• [Records for this exercise]:
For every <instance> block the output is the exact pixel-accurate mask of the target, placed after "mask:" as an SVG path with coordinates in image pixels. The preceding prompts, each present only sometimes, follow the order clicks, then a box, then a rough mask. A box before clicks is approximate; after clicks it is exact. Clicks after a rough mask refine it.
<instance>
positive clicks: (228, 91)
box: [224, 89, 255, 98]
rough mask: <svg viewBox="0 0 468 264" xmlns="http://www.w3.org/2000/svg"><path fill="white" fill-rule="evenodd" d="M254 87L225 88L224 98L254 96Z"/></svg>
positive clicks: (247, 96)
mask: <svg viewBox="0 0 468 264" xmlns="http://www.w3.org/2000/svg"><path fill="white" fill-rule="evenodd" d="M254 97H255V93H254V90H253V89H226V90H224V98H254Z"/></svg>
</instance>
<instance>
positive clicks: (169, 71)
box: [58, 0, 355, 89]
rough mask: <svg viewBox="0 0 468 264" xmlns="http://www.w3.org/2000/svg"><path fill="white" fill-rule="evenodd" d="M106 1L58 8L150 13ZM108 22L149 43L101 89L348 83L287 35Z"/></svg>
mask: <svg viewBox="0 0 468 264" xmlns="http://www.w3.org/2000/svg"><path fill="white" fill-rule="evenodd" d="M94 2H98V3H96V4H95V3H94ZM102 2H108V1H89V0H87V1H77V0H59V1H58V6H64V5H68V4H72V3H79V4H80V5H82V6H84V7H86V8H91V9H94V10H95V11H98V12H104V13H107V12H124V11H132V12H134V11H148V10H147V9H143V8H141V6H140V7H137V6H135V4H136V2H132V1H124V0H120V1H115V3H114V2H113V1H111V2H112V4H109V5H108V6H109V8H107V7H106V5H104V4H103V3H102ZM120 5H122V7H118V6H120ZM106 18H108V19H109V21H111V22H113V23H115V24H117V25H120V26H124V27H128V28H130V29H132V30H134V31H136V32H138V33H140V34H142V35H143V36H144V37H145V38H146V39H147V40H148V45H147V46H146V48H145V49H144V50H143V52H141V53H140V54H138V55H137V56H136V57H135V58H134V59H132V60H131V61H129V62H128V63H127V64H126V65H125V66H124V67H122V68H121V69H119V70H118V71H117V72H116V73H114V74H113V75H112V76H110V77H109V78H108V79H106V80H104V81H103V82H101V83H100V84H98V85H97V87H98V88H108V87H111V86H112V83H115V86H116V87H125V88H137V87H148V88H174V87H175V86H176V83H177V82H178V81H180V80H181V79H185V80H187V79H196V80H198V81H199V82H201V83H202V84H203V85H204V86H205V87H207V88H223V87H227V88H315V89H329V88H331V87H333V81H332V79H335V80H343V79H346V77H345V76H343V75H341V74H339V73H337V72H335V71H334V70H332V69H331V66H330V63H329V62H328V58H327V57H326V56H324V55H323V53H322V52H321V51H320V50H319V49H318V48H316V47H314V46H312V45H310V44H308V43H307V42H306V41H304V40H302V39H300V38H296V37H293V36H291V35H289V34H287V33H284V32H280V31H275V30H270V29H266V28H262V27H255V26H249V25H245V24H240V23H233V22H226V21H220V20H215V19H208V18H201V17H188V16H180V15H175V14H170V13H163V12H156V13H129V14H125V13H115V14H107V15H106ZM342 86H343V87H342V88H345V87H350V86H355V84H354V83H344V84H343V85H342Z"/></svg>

...

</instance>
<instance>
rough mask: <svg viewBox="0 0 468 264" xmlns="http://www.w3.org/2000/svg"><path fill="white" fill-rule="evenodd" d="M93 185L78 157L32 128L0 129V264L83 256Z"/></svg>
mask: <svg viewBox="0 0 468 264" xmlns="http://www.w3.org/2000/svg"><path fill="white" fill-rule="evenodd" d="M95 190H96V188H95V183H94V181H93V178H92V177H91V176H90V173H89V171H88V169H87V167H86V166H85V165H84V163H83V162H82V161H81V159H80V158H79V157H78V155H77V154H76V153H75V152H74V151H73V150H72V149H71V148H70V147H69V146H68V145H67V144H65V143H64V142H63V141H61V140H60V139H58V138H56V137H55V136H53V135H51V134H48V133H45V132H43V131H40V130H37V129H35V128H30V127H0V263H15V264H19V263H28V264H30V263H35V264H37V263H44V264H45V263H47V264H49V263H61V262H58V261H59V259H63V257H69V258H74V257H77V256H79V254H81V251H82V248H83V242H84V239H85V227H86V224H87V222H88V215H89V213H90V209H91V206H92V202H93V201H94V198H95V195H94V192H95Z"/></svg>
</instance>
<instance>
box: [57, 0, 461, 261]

---

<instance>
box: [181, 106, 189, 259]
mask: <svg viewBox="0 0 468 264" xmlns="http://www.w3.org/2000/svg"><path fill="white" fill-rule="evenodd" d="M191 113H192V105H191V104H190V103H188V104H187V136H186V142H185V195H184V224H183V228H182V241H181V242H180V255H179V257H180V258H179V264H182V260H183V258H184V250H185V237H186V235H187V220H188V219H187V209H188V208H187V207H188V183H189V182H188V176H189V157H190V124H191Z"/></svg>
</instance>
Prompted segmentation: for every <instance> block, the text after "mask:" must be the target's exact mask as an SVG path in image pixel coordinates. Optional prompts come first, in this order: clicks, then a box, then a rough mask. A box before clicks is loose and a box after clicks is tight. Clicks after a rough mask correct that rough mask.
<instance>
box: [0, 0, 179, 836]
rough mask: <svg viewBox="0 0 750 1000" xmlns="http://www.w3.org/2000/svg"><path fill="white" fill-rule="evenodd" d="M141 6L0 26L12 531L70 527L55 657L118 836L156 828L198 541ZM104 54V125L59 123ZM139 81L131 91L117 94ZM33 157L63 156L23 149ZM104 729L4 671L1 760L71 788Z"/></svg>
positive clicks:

• [Requirement]:
How many of the lines above contain the string "positive" with the same capitalization? Reply with the number alone.

• [Task response]:
4